----- DATOS MOSTRADOS -----
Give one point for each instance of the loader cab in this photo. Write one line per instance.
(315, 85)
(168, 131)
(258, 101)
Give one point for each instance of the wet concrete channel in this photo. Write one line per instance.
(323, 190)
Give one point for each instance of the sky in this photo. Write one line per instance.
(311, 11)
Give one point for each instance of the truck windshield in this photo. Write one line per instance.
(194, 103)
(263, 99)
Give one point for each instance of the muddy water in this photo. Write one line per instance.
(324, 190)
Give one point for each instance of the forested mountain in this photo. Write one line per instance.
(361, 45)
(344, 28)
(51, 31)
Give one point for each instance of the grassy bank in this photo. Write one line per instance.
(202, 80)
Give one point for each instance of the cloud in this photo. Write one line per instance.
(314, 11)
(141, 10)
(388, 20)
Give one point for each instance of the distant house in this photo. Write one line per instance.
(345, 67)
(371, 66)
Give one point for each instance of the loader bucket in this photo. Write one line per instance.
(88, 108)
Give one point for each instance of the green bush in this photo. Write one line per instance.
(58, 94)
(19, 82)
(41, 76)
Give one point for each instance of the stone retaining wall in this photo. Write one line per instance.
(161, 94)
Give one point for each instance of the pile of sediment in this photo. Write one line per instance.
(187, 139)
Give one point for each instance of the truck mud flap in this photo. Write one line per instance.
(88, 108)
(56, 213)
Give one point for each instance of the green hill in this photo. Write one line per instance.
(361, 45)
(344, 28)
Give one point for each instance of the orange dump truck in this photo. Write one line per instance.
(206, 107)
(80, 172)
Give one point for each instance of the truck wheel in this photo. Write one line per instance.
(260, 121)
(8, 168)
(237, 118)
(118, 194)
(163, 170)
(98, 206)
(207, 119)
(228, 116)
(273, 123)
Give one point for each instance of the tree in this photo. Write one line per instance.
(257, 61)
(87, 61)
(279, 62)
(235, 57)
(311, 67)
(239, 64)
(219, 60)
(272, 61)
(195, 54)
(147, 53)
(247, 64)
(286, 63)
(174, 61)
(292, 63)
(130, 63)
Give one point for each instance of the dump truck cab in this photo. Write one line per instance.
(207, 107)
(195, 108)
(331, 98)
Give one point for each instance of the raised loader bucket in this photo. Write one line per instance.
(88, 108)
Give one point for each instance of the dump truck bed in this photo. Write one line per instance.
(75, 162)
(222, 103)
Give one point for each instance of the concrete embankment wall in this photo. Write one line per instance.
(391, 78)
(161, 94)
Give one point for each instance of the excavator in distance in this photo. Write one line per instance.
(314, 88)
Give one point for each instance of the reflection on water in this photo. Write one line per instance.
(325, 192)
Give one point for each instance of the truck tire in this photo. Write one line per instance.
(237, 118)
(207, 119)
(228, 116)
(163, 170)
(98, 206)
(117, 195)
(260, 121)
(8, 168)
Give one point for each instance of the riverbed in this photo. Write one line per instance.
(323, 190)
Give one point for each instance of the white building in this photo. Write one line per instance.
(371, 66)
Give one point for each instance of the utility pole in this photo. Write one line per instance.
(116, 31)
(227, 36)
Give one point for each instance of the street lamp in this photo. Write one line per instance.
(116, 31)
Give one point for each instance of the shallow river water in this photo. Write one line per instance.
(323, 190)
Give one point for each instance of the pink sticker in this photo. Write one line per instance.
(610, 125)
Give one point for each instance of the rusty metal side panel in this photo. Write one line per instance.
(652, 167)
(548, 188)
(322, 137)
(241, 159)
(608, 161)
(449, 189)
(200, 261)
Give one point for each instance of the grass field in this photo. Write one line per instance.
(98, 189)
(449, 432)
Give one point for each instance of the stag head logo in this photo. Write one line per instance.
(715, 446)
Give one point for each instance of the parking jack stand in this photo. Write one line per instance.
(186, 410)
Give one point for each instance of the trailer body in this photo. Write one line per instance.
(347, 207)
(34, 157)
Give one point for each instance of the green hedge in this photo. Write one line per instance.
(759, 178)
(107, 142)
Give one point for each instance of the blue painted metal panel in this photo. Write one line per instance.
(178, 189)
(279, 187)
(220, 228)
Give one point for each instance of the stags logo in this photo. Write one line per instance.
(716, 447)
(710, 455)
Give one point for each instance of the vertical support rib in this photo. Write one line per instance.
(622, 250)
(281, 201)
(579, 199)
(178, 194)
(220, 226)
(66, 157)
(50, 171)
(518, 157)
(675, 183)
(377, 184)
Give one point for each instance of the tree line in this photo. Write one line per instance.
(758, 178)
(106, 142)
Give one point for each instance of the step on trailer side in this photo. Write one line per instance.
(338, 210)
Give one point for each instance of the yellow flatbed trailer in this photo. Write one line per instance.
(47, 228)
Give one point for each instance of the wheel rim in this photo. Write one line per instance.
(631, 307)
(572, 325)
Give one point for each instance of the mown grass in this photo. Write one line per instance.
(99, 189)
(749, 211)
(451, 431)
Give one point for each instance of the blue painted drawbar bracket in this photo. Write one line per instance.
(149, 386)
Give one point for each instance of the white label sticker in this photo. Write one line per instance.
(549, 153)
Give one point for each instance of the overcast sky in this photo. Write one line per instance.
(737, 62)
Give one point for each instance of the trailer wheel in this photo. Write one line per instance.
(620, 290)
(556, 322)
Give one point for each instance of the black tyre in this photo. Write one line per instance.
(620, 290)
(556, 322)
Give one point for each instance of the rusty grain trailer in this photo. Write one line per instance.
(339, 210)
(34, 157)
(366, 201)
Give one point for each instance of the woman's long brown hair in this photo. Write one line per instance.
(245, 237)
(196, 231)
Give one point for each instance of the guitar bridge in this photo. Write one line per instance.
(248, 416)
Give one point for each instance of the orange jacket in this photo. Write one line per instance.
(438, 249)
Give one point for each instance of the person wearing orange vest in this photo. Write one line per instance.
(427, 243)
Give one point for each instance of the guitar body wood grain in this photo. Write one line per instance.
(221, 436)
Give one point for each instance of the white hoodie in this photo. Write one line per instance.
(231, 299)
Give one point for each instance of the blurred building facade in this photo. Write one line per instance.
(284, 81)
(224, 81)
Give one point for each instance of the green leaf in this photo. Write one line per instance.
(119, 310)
-----
## ENUNCIADO DE LA TAREA
Reformule todos los registros anteriores como un CSV de dos columnas, «consulta» y «respuesta», con una fila por cada texto y sus coordenadas correspondientes. Escriba cada campo entre comillas y sustituya los saltos de línea por espacios.

## RESPUESTA COMPLETA
consulta,respuesta
"Give one point for each instance of the loader cab in this photo. Write one line per instance.","(315, 85) (168, 131) (258, 101)"
"Give one point for each instance of the wet concrete channel in this photo. Write one line per instance.","(323, 190)"
"Give one point for each instance of the sky in this photo. Write one line per instance.","(311, 11)"
"Give one point for each instance of the truck windshield in this photo. Write one line per instance.","(194, 103) (263, 99)"
"Give one point for each instance of the muddy water in this photo. Write one line per instance.","(324, 190)"
"Give one point for each instance of the forested mountain in this photo. Write one line per instance.","(361, 45) (344, 28) (51, 31)"
"Give one point for each instance of the grassy bank in this photo. Write one line per instance.","(202, 80)"
"Give one point for each instance of the cloud in this photo. Write one line per instance.","(314, 11) (141, 10) (388, 20)"
"Give one point for each instance of the distant house in this photo. Write one line per instance.","(345, 67) (371, 66)"
"Give one point for each instance of the loader bucket in this photo. Write one line per instance.","(88, 108)"
"Give one point for each instance of the green bush in this photo. Write one line per instance.","(58, 94) (19, 82) (41, 76)"
"Give one point for each instance of the stone retaining wall in this photo. Write one line per instance.","(161, 94)"
"Give one point for each instance of the pile of sediment in this photo. Write one line per instance.","(187, 139)"
"Give one point for each instance of the truck mud flap in this photo. Write one line per instance.","(88, 108) (56, 213)"
"Give one point for each instance of the green hill in this photo. Write one line per instance.","(361, 45) (344, 28)"
"Give one point for each instance of the orange dump truck in this photo. Write one line per instance.","(206, 107) (80, 172)"
"Give one point for each instance of the truck wheel in this photo. Write one line per instance.","(260, 121) (8, 168) (237, 118) (118, 194) (163, 170) (98, 206) (207, 119) (228, 116) (273, 123)"
"Give one point for each instance of the tree in this photo. Write one line per instance.","(257, 61) (87, 61) (279, 62) (235, 57) (311, 67) (239, 64) (219, 60) (272, 61) (195, 54) (147, 53) (247, 64) (286, 63) (174, 61) (292, 63) (130, 63)"
"Give one point for each instance of the dump truck cab in this photo. Write one line per instance.","(207, 107) (195, 108) (331, 98)"
"Give one point for each instance of the raised loader bucket in this photo. Write one line per instance.","(88, 108)"
"Give one point for each instance of the dump truck bed in this photo. Write one line per instance.","(75, 162) (222, 103)"
"Give one point for each instance of the concrete embankment wall in this photo. Write one line per instance.","(391, 78) (161, 94)"
"Give one point for each instance of the excavator in distance in this photo. Write one line per instance.","(314, 88)"
"Give one point for each instance of the reflection on water in this photo. Write one line per instance.","(325, 192)"
"Give one point for each instance of the truck tire in this photo. Write one line per instance.","(237, 118) (207, 119) (228, 116) (163, 170) (98, 206) (117, 195) (260, 121) (8, 168)"
"Give one point for each instance of the riverbed in this photo. Write one line per instance.","(323, 190)"
"Give one point for each instance of the white building in this photo. Write one line per instance.","(371, 66)"
"Give one point for each instance of the utility pole in this photo. Write one line per instance.","(116, 31) (227, 36)"
"Give one point for each instance of the street lamp in this photo. Write one line per instance.","(116, 31)"
"Give one point for each instance of the shallow river water in this photo. Write one line per instance.","(323, 190)"
"Give one point for each instance of the pink sticker in this photo. Write one line per instance.","(610, 125)"
"Give one point for each instance of the rusty metal side panel in this photo. Write one line per instance.","(652, 167) (548, 188) (322, 137) (241, 159) (608, 161) (449, 189) (200, 261)"
"Give one point for each instance of the grass field in this photo. Write one line per instance.","(98, 189) (449, 432)"
"Give one point for each instance of the stag head logo in this photo. Write one line per instance.","(715, 446)"
"Give one point for each instance of the parking jack stand in this photo. Write one line per instance.","(186, 410)"
"Give one point for each instance of the trailer body in this photo. Write one line per instance.","(347, 207) (34, 157)"
"Give one point for each instance of the green hedge in this photo. Write one line per instance.","(759, 178) (107, 142)"
"Give one point for each instance of the blue painted metal panel in this photo. Write one line per instance.","(178, 189) (279, 187) (220, 228)"
"Give one point for each instance of the stags logo in this photo. Write one line per instance.","(716, 447) (710, 455)"
"Give one point for each instance of the vertical support rib in this photo. Write one line per instance.","(622, 250) (281, 201) (579, 199) (178, 194) (220, 226) (66, 157) (50, 171) (518, 157) (675, 183) (377, 184)"
"Give one point for each instance of the tree line in this photo. Write one line per instance.","(758, 178) (106, 142)"
"Give one point for each instance of the step on trailer side in this photo. Write one line per instance.","(338, 210)"
"Give one point for each instance of the yellow flatbed trailer in this photo. Write one line per instance.","(47, 228)"
"Give one point for each instance of the wheel rim in this photo. Write one line per instance.","(631, 307) (572, 325)"
"Give one point for each instance of the mown grass in this photo. Write one line per instance.","(99, 189) (749, 211) (451, 431)"
"Give one point for each instance of the blue painted drawbar bracket in this photo. Write one line per instance.","(149, 386)"
"Give one point for each instance of the white label sticker in this photo. Write one line per instance.","(549, 153)"
"Give one point for each instance of the overcast sky in this photo. Write one line per instance.","(737, 62)"
"Give one point for each instance of the trailer wheel in this photo. Write one line per instance.","(620, 290) (556, 322)"
"Give one point for each instance of the black tyre in this photo. Write one line per instance.","(620, 290) (556, 322)"
"Give one point for each instance of the rusty grain trailer in this photo. Write one line per instance.","(339, 210) (34, 157) (366, 201)"
"Give one point for each instance of the woman's long brown hair in this photo. Write one line per instance.","(245, 237) (196, 231)"
"Give one point for each instance of the guitar bridge in this photo. Write one line per instance.","(248, 416)"
"Give one point for each instance of the orange jacket in this photo. Write one line per instance.","(438, 249)"
"Give one point for each instance of the person wearing orange vest in this photo. Write one line per instance.","(427, 243)"
"Give one point for each instance of the guitar body wood grain in this photo. Write one line per instance.","(221, 436)"
"Give one point for each instance of the white hoodie in this photo. Write one line per instance.","(231, 299)"
"Give one point for each instance of the blurred building facade in this photo. Write one line per instance.","(284, 81) (224, 81)"
"Give one point for each instance of the green leaf in this photo. Write one line per instance.","(119, 310)"